**PASSAGE SHOWN**
- - -

If your bladder is being a bit hesitant, there are several tips you can try to help encourage your bladder to respond.
1. Listen to running water.
Some ladies have found that hearing running water or having water run over their fingers can help their bladder respond. To save water, you could keep a bucket in the sink to catch the water, then use the water for your plants or mopping. Remember, you should not be lifting or doing the mopping yourself!
To conserve water and be more comfortable, you could download audio recordings of running water, babbling brooks, fountains, or rainfall to listen to in the bathroom. You can try different speeds and styles to see which might work for you.
2. Use a peri-bottle to gently squeeze warm water over the external genitalia and perineum areas.
Warm water running gently over the external genitalia and perineum areas could help you begin a urine stream and even urinate longer. Be sure not to insert any water into the vagina and make sure the water is warm and not hot or cold.
3. Hold a hot water bottle or heating pad on your tummy.

- - -

**PROBLEM DESCRIPTION**
Answer these questions about the passage on bladder tips:
(a) What does the passage suggest keeping in the sink to save water?
(b) What temperature should the water in the peri-bottle be?
(c) What does the third tip suggest holding on your tummy?

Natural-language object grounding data

- - -

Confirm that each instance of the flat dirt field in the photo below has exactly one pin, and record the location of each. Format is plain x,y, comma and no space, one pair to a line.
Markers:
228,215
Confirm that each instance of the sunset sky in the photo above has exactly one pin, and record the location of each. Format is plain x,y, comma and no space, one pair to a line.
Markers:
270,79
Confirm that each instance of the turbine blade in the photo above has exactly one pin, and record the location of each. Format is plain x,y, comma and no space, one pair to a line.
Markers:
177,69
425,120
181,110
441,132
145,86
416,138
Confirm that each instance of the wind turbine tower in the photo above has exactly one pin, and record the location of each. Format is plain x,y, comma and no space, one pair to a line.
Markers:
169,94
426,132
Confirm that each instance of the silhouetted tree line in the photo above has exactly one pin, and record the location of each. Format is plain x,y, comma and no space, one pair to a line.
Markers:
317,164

- - -

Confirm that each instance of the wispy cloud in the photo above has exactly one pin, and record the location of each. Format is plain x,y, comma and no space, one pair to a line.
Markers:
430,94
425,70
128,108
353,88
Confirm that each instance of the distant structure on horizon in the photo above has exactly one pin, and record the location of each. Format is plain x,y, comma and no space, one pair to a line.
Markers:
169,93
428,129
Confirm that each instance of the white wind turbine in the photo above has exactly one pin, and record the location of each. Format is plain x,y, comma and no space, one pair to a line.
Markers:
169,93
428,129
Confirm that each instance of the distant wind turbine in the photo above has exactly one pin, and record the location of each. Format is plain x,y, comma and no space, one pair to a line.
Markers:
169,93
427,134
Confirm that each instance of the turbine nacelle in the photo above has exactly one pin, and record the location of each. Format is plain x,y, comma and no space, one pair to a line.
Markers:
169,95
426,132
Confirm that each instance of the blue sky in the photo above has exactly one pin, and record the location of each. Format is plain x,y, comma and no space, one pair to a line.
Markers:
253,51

- - -

**THE COMPLETED TASK**
(a) A bucket to catch the water.
(b) Warm, not hot or cold.
(c) A hot water bottle or heating pad.